Although the data below holds other lines too, output only those from the line with "Target: white jersey of second player" up to and including the line with "Where can the white batting", exactly as they appear.

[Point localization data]

====

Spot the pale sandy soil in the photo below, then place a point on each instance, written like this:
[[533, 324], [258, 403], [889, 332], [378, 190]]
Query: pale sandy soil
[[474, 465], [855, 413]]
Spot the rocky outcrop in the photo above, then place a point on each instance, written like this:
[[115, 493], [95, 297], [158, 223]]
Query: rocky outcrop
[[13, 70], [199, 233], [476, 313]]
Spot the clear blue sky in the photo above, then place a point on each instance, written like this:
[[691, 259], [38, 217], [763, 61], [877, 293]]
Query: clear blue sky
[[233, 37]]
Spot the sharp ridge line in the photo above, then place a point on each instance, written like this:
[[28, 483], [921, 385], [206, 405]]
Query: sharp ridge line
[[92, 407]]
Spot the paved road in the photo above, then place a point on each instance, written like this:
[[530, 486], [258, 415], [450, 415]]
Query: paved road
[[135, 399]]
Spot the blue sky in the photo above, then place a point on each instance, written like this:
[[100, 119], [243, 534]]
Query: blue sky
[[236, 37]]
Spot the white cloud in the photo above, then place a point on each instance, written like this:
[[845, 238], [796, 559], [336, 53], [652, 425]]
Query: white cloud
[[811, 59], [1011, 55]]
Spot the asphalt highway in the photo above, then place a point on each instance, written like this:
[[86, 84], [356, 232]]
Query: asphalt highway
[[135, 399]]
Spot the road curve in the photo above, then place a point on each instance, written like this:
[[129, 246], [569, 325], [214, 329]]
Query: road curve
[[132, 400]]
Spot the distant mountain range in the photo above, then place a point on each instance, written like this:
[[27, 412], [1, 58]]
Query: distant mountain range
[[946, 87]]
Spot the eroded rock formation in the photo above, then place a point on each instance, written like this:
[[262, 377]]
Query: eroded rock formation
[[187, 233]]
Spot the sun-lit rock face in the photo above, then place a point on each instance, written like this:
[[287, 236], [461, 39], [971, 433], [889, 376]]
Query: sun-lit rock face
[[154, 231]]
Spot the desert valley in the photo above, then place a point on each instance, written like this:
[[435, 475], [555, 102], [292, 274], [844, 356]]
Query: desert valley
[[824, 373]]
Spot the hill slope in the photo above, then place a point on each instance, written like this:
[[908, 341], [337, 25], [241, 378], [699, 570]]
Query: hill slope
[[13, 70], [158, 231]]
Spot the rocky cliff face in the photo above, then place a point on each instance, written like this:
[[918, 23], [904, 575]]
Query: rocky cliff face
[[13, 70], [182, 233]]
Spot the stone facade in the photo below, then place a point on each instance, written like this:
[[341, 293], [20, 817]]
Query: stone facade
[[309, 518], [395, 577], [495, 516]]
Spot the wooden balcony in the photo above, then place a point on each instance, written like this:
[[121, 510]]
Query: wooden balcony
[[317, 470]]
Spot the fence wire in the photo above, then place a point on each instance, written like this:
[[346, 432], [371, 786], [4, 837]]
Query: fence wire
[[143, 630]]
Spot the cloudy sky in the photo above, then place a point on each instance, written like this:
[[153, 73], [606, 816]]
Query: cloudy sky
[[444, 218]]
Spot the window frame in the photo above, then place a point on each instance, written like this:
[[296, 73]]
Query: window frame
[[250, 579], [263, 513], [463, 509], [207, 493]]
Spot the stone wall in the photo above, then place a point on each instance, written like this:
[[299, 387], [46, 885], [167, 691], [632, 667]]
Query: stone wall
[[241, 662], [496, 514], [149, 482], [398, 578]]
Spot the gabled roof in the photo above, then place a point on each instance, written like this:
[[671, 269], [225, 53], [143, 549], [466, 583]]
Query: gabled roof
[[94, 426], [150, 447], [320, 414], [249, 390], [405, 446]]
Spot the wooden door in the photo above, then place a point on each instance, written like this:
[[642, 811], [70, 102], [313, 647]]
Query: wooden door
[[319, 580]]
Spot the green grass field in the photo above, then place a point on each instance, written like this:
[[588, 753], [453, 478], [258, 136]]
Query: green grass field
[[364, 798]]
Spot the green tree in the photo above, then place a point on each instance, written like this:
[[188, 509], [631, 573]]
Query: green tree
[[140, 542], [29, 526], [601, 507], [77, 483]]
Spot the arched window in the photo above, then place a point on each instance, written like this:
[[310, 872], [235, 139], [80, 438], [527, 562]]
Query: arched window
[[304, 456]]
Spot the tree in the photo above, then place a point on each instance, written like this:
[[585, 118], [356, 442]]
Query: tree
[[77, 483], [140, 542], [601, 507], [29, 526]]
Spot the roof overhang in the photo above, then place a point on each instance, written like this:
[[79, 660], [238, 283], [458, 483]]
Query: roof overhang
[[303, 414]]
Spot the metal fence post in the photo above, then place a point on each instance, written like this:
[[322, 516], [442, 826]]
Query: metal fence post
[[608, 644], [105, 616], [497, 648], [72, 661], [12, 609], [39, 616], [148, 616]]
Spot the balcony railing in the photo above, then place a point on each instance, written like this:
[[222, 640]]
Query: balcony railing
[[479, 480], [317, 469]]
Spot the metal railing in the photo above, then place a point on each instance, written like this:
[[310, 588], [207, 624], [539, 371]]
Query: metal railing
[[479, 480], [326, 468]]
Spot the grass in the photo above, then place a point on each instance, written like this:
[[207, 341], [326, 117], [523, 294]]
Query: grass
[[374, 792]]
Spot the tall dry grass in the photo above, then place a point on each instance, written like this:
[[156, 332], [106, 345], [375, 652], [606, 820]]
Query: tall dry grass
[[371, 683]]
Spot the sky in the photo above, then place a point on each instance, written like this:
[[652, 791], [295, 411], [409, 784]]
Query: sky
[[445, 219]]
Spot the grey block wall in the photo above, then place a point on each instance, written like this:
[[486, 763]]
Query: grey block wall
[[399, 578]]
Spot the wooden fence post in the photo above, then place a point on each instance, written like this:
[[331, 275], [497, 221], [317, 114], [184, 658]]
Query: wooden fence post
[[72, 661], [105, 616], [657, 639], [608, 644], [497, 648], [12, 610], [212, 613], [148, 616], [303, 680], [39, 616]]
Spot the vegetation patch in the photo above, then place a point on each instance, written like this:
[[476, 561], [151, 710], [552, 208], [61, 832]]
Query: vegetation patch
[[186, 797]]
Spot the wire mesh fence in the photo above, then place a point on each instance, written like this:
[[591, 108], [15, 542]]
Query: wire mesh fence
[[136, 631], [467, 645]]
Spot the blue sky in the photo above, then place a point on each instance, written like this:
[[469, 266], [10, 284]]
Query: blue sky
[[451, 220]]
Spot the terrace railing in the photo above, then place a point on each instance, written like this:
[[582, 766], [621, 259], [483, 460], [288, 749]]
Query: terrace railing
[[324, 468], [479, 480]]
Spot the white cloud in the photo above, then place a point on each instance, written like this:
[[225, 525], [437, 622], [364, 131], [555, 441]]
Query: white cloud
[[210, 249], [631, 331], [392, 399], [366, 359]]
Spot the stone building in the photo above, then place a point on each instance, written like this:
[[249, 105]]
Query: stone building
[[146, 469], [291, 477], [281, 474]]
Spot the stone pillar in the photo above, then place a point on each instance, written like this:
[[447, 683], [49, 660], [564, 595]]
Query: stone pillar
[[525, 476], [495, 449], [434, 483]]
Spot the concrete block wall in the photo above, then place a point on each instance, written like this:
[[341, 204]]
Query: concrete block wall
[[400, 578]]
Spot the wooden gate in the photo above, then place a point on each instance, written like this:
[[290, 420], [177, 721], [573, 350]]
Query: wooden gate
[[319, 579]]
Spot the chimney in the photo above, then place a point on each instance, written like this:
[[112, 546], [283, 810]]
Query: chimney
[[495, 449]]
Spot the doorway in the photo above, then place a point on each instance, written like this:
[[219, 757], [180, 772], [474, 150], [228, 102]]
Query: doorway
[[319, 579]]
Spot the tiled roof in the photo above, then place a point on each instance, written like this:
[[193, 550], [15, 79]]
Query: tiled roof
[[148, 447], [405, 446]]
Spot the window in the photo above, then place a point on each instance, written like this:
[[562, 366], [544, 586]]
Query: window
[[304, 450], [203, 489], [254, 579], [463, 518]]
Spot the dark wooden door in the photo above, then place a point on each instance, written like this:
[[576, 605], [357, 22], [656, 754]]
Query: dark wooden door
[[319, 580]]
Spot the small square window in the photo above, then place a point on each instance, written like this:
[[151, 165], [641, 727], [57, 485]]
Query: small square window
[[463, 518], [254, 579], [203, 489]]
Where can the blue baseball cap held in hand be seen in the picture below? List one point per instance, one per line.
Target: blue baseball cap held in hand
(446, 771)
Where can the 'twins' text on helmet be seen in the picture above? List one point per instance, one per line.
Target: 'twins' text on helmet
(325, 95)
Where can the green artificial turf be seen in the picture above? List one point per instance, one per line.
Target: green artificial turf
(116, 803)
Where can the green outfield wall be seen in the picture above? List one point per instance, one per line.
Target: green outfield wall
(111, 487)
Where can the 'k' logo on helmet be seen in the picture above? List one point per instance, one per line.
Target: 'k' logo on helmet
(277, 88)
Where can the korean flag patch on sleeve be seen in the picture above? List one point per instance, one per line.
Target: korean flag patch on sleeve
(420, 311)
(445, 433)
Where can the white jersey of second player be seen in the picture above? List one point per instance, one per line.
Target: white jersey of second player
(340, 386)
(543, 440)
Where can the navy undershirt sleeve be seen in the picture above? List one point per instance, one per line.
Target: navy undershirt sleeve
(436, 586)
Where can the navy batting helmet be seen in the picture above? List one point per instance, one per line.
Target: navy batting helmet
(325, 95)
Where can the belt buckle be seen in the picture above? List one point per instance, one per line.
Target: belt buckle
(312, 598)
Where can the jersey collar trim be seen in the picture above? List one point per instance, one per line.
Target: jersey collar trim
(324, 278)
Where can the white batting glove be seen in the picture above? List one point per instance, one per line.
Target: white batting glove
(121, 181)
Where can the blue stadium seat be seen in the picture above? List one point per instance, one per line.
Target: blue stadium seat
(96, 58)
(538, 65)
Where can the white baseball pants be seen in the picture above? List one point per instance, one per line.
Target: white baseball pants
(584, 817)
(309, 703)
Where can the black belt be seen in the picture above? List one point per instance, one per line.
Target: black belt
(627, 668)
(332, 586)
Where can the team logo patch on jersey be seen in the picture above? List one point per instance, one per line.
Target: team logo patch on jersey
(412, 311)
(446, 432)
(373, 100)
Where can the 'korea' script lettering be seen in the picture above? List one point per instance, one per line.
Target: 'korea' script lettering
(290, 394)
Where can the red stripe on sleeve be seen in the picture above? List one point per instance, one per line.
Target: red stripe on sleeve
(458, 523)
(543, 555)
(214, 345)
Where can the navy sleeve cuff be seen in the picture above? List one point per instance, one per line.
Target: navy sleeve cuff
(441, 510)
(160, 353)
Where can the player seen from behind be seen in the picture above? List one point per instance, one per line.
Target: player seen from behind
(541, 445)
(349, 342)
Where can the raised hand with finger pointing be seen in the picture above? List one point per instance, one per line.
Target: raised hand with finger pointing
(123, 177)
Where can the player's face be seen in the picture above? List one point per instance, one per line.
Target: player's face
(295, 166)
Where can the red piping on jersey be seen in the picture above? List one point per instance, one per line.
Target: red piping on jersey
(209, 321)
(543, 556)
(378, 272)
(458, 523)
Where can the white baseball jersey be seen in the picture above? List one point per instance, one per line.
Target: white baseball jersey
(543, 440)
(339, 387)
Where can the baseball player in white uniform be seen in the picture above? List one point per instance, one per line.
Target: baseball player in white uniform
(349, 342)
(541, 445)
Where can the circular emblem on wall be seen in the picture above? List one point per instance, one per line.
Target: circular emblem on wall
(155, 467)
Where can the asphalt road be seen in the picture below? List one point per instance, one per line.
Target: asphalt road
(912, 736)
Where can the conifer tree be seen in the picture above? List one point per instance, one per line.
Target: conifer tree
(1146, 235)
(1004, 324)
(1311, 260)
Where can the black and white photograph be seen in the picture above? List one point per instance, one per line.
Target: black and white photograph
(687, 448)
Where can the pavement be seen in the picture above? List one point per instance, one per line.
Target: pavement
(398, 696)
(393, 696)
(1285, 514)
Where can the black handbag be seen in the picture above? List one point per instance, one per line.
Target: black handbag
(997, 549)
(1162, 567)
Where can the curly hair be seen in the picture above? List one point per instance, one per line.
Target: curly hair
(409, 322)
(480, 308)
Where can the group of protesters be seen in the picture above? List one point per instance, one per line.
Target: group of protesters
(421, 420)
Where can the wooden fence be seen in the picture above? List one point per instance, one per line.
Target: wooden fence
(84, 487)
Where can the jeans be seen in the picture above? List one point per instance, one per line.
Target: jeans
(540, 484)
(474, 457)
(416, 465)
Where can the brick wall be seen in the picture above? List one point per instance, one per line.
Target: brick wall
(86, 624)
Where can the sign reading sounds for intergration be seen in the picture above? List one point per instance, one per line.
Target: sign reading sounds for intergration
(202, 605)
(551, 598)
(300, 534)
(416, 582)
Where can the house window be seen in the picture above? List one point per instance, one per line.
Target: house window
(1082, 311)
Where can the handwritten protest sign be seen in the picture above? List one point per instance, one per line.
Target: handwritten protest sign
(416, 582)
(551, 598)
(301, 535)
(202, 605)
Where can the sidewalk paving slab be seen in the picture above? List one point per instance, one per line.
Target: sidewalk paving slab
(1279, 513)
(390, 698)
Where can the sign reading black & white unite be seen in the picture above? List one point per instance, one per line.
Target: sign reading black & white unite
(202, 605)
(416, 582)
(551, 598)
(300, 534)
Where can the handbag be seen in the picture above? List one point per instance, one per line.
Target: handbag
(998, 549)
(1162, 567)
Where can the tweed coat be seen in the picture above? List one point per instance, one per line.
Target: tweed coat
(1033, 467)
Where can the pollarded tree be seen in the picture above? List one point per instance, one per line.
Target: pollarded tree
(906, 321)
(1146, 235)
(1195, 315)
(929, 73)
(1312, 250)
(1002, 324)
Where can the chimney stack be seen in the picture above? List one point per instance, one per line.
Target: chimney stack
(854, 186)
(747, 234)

====

* **Exercise result**
Target: white jersey of second player
(340, 386)
(543, 440)
Where can the navy undershirt sleeve be seen in the picture above? List one point per instance, one per line.
Target: navy undershirt sleeve
(436, 586)
Where can the navy batting helmet be seen in the picture above? List one point per instance, one per line.
Target: navy batting helmet
(325, 95)
Where can the belt buckle be seen in the picture above? List one point per instance, one per line.
Target: belt buckle
(312, 598)
Where can the jersey collar trim be seen in the picture above? List one point per instance, one per line.
Target: jersey collar trim
(324, 278)
Where can the white batting glove be seen in the picture above? List one point per instance, one per line.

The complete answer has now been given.